* Exercise prompt: Please rewrite everything in the listing below from the line containing "out the man's" down to the end of the listing, requests included. Multiply each point coordinate in the answers by 2.5 and round to whole numbers with halves going up, but leave the requests and their sample coordinates unchanged.

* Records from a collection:
────────────────
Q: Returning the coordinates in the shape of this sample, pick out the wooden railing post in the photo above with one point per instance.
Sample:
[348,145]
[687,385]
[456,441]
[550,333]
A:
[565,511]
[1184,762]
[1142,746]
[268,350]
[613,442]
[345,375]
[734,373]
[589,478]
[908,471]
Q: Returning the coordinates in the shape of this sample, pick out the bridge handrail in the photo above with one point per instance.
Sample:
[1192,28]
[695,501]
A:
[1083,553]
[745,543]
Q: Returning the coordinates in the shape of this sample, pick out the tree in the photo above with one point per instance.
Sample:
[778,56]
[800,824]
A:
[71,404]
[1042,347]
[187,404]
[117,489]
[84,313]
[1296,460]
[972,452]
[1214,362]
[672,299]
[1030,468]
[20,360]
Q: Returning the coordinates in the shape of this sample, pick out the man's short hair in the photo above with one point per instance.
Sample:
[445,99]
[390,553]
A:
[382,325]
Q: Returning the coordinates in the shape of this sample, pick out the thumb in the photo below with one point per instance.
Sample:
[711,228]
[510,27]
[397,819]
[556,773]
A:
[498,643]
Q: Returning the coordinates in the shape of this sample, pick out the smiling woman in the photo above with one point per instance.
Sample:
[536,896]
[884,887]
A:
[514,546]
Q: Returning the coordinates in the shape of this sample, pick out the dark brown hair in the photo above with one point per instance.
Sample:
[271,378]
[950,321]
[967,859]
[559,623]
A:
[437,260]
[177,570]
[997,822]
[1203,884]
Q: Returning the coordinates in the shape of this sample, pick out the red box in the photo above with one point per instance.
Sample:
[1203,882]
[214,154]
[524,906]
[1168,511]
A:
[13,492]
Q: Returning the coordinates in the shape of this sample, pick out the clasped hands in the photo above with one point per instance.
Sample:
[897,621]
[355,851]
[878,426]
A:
────────────────
* Answer for this exercise:
Q: Returning the coordinates in the shape of this sample, pick out the man's short hair in the photo above with one point per instance.
Sample:
[445,99]
[390,553]
A:
[955,813]
Q: Returning the coordinates in the shape of this sample, pick out the thumb in the photo below with one point per instance.
Sample:
[711,228]
[510,27]
[397,819]
[556,773]
A:
[1245,1608]
Q: Returning the coordinates in the shape of this sample, pick out the smiling woman in the photo above with one point per instance.
Sample:
[536,896]
[884,887]
A:
[1285,1365]
Q: Returning the coordinates in the shape of this sample, pick out the dark brown hair in the photo above with one point per instance.
Sample:
[271,378]
[950,321]
[967,859]
[559,623]
A:
[1093,650]
[443,1425]
[2493,2055]
[3008,2210]
Q: Returning the coordinates in the shape of this sample, pick out the red box in the photo above with one point per instance.
Sample:
[1203,882]
[214,154]
[524,906]
[1168,511]
A:
[33,1230]
Q: Returning the coordinates in the shape of this sample, pick out the clasped hands in the photo above with one point per instance.
Sample:
[897,621]
[355,851]
[878,426]
A:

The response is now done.